Science

Atmospheric pollution & land emissions

We aim to improve air quality forecasting and examine the impact pollutants have on climate.

NCEO scientists are studying air pollution and how emissions from the land surface interact with atmospheric circulation and chemistry to help understand their effect on climate  and to improve air quality forecasts for the UK.

We have created new data products and analysis tools for monitoring atmospheric pollution and emissions. For example, the Fire Radiative Power dataset identifies where biomass burning is taking place around the planet. This feeds into air-quality forecasting operations run as part of the Copernicus Atmosphere Service, and also helps inform fire response operations. NCEO researchers developed the first operational fire product for the Sentinel-3 mission.

 

Our research priorities are:

  • To use new data sources to characterise pollutant emissions, pollution transport and chemistry using new data, for example from Sentinel-5P;
  • To generate new EO data that allow testing and improving climate-chemistry, chemistry-transport and land surface models;
  • To monitor and understand the long-term evolution of ozone-destroying chemicals in the stratosphere, in support of the Montreal Protocol;
  • To contribute to international scientific efforts to accurately measure non-CO2 greenhouse gas concentrations from space that assist efforts to cut emissions under the UNFCCC.

 

Our current work includes: 

  • Taking an integrated approach to satellite observations to map trace gases and aerosols in the troposphere and lower stratosphere;
  • Examining the global distribution and processes that determine concentrations of tropospheric ozone – an important greenhouse gas and toxic pollutant when it is near the ground – as well as other atmospheric trace gases. This has been identified as a high-priority research area by the Intergovernmental Panel on Climate Change.

□ □ □ □ □ □ □

## Task set
**A)** Return the span of the text on atmospheric pollution and land emissions that runs from "We aim to improve" up to and including "for the UK.", copied word for word.
**B)** Supply the next part of the text on atmospheric pollution and land emissions, starting right after its last sentence.

□ □ □ □ □ □ □

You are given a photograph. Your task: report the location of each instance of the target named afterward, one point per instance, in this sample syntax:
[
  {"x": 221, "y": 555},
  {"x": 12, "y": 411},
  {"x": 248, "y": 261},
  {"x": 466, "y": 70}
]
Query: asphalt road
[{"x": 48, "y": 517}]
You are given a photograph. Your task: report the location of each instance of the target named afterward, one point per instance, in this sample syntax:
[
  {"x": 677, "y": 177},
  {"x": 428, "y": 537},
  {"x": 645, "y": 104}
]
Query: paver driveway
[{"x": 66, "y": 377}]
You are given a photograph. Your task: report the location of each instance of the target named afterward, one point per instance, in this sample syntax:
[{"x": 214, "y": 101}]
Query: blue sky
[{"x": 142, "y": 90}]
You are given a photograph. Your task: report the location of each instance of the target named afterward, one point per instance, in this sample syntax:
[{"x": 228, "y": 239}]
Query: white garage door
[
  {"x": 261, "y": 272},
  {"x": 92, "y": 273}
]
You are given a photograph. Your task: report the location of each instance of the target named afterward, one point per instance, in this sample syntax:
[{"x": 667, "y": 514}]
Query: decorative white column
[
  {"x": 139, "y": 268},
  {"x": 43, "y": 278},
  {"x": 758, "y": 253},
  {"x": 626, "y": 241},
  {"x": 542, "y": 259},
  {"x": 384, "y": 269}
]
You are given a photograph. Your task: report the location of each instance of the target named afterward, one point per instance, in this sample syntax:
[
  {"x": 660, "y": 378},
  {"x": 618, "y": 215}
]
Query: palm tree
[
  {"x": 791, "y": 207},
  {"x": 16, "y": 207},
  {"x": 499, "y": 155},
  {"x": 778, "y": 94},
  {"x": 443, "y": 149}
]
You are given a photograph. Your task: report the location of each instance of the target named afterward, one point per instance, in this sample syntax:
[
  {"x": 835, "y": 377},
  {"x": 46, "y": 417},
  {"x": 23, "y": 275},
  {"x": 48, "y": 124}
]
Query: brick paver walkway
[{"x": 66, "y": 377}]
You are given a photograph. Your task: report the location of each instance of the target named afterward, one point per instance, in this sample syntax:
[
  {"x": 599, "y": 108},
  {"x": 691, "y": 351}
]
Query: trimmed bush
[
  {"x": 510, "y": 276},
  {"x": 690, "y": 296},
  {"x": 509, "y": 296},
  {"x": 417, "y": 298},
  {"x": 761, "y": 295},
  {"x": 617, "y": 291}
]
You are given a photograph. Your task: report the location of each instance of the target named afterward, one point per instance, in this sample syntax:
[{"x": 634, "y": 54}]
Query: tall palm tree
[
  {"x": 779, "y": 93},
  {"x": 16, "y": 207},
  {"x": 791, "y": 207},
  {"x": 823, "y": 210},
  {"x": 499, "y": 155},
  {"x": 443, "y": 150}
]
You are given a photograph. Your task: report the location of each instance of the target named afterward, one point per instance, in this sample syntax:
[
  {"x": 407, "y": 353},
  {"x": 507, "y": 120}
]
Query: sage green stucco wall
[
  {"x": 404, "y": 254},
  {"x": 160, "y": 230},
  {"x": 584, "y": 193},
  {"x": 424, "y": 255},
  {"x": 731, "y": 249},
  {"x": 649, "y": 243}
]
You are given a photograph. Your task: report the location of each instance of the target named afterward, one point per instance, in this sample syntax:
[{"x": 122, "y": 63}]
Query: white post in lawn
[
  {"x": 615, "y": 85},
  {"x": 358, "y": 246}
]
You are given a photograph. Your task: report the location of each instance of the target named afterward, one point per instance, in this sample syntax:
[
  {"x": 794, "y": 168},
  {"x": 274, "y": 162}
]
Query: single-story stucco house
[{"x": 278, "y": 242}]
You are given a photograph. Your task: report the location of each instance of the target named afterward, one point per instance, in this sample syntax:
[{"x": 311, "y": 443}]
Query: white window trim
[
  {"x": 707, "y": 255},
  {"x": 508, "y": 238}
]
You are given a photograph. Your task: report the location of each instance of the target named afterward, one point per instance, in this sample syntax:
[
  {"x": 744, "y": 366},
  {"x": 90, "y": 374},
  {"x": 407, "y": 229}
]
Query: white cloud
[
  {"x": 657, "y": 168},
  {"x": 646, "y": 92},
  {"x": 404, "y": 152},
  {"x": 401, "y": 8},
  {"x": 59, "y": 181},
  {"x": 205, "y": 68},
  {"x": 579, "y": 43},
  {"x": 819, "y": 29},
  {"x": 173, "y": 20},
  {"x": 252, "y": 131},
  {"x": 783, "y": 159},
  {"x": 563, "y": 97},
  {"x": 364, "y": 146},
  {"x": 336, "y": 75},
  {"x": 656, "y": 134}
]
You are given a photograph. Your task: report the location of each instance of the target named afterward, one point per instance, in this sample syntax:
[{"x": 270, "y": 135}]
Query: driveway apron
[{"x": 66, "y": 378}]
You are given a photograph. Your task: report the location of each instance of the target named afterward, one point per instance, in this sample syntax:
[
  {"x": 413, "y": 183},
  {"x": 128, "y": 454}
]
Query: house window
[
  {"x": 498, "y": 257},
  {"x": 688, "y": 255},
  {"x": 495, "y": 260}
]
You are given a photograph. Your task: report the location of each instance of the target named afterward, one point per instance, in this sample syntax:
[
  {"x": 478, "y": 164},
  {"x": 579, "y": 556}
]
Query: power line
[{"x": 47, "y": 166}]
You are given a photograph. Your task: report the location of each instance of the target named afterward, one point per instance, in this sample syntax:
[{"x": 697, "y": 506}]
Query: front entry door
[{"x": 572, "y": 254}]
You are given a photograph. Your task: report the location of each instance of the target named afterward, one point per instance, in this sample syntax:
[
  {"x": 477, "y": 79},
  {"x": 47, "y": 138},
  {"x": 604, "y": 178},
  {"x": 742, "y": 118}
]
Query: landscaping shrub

□ □ □ □ □ □ □

## Responses per task
**A)**
We aim to improve air quality forecasting and examine the impact pollutants have on climate.

NCEO scientists are studying air pollution and how emissions from the land surface interact with atmospheric circulation and chemistry to help understand their effect on climate  and to improve air quality forecasts for the UK.

**B)**
  • Contributing to the World Meteorological Organization’s assessments of ozone depletion in the stratosphere, using satellite and ground-based observations and global modelling of atmospheric circulation. Our recent analyses confirm that the ozone layer is in much better shape than it would have been without the UN treaty.
  • Using satellite observations to directly examine information on surface emissions and atmospheric pollutants to test and improve models. The long-term behaviour of surface emissions and lifetimes of the pollutants will determine the sensitivity of atmospheric chemistry to climate and vice versa.
  • Working with the UK Met Office using measurements of pollutants such as nitrogen dioxide to examine how large-scale weather systems affect air quality. This work at NCEO has led to improvements in the Met Office model used to forecast daily air quality in the UK.
  • Exploiting data from geostationary satellites to develop the Fire Radiative Power datasets, from which fires burning across whole continents can be mapped and their emissions to the atmosphere quantified in almost real-time.